(Object location annotation data)
BEGIN
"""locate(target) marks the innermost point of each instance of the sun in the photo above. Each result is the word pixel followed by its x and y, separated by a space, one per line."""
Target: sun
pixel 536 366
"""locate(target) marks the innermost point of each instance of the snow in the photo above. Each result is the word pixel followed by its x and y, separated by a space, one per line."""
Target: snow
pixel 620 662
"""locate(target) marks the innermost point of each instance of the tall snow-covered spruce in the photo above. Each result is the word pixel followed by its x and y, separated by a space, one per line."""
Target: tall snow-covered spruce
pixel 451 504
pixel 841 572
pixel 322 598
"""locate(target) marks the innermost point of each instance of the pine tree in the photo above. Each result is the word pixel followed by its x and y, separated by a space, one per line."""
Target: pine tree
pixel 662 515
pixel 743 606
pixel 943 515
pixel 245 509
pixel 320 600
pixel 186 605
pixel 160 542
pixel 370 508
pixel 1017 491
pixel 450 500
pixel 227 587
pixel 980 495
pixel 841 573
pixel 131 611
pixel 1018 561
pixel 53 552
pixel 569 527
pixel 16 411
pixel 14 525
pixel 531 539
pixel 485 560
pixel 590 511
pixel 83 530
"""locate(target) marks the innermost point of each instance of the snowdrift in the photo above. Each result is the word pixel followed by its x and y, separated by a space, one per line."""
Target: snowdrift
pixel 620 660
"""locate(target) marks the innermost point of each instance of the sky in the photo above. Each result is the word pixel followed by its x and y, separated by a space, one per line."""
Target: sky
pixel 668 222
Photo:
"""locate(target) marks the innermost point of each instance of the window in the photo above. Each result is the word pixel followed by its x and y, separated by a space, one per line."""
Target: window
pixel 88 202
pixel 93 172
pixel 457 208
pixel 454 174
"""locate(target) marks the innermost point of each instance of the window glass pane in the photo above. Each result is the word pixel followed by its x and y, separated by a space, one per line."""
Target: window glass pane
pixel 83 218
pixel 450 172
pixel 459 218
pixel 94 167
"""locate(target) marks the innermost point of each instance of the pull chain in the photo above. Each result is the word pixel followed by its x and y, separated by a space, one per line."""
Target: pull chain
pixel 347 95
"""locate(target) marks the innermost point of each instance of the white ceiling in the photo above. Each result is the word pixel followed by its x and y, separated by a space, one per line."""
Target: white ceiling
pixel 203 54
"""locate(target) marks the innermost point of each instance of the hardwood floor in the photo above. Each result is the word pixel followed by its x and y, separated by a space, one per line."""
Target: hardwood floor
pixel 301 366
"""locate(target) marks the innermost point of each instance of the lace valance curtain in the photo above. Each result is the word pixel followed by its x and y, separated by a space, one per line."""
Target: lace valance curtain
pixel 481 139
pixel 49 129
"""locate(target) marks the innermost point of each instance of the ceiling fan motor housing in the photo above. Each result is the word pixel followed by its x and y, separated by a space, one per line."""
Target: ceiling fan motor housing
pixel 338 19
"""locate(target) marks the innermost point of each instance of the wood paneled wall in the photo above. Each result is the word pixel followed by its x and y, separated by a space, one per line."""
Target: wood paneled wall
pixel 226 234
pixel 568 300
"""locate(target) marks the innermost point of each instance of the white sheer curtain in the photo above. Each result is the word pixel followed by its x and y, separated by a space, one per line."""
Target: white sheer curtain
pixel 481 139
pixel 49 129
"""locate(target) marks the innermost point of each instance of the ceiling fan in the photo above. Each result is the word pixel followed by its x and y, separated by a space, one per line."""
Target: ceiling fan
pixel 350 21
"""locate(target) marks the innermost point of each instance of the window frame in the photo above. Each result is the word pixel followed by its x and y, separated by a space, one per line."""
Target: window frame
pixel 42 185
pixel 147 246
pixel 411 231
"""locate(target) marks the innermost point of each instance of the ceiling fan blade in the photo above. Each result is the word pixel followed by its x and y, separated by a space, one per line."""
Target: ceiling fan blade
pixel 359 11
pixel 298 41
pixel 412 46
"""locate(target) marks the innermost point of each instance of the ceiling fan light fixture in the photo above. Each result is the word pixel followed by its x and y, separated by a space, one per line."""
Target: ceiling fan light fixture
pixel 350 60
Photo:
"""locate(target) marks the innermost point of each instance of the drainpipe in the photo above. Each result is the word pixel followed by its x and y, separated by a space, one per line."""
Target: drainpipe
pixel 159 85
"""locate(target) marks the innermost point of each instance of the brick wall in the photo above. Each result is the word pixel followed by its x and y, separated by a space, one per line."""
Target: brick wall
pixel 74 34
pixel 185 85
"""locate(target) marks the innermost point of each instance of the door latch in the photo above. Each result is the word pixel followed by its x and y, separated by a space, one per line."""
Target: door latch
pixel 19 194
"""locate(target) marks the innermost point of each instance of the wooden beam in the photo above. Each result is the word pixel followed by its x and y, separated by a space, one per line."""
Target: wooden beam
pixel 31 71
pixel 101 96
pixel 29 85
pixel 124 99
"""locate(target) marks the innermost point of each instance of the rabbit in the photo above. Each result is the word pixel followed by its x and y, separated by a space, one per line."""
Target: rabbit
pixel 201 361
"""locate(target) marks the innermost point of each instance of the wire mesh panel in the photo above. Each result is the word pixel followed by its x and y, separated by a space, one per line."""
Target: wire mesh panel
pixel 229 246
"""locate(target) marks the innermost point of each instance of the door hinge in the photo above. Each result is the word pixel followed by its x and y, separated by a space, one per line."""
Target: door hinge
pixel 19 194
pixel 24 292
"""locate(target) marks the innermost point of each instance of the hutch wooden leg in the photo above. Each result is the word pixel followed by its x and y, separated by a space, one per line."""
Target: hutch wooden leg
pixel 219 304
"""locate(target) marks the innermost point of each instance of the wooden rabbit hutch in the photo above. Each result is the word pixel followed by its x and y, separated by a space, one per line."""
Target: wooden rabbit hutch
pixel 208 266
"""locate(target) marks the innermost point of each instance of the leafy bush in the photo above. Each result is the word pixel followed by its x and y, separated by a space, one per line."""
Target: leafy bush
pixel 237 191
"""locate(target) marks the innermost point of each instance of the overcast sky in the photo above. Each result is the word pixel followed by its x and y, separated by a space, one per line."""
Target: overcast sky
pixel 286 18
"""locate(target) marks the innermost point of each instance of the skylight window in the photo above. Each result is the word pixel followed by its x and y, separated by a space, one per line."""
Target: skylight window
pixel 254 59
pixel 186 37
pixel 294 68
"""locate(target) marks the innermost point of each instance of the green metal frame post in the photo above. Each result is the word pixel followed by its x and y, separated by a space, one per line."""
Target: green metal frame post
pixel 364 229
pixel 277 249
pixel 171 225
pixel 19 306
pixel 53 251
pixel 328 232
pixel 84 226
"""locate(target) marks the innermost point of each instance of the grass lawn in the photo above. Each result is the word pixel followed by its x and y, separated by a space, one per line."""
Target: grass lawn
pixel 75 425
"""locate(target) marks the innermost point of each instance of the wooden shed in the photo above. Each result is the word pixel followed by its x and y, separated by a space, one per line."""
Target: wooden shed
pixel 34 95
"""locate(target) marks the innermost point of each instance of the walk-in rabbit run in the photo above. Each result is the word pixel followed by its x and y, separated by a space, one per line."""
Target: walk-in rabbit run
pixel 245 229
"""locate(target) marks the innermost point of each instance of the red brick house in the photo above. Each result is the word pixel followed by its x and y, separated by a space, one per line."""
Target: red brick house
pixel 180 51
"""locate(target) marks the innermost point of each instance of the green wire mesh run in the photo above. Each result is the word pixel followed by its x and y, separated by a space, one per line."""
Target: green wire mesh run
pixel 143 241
END
▶ [WORK TO COMPLETE]:
Please reproduce, word for word, the lines of the listing above from the line with "the wooden beam" to the line with "pixel 286 18", including both of those lines and nothing else.

▶ [TASK RESULT]:
"""locate(target) marks the innermost point of each instance of the wooden beam in the photo above. Each result is the word pixel followed by its x and y, separated by a space, one per line."""
Target: wooden beam
pixel 31 71
pixel 101 96
pixel 29 85
pixel 124 99
"""locate(target) marks the innermost point of each instance of the rabbit in the photo above. Each result is the word pixel followed by its x and y, separated by a space, one per line."""
Target: rabbit
pixel 201 361
"""locate(target) marks the innermost point of each instance of the wire mesh panel in the photo above. Each result is the word pixel followed by its x and y, separated by a space, one per line."""
Target: wire mesh panel
pixel 229 246
"""locate(target) marks the innermost point of each instance of the door hinge in the photo above. Each result is the word pixel followed by its x and y, separated by a space, one per line."""
Target: door hinge
pixel 19 194
pixel 24 292
"""locate(target) marks the innermost point of each instance of the hutch wooden leg in the photo above. Each result is the word pixel followed by its x and y, separated by a space, one per line."""
Target: hutch wooden leg
pixel 219 304
"""locate(target) marks the innermost point of each instance of the wooden rabbit hutch in the photo above. Each result is the word pixel followed by its x and y, separated by a space, one per line."""
Target: wooden rabbit hutch
pixel 208 266
"""locate(target) marks the innermost point of each instance of the leafy bush in the photo above. Each result is the word pixel followed by its x and y, separated by a space, one per line."""
Target: leafy bush
pixel 237 191
"""locate(target) marks the innermost point of each instance of the overcast sky in the photo above. Each result is the word pixel followed by its x and y, separated by a space, one per line."""
Target: overcast sky
pixel 286 18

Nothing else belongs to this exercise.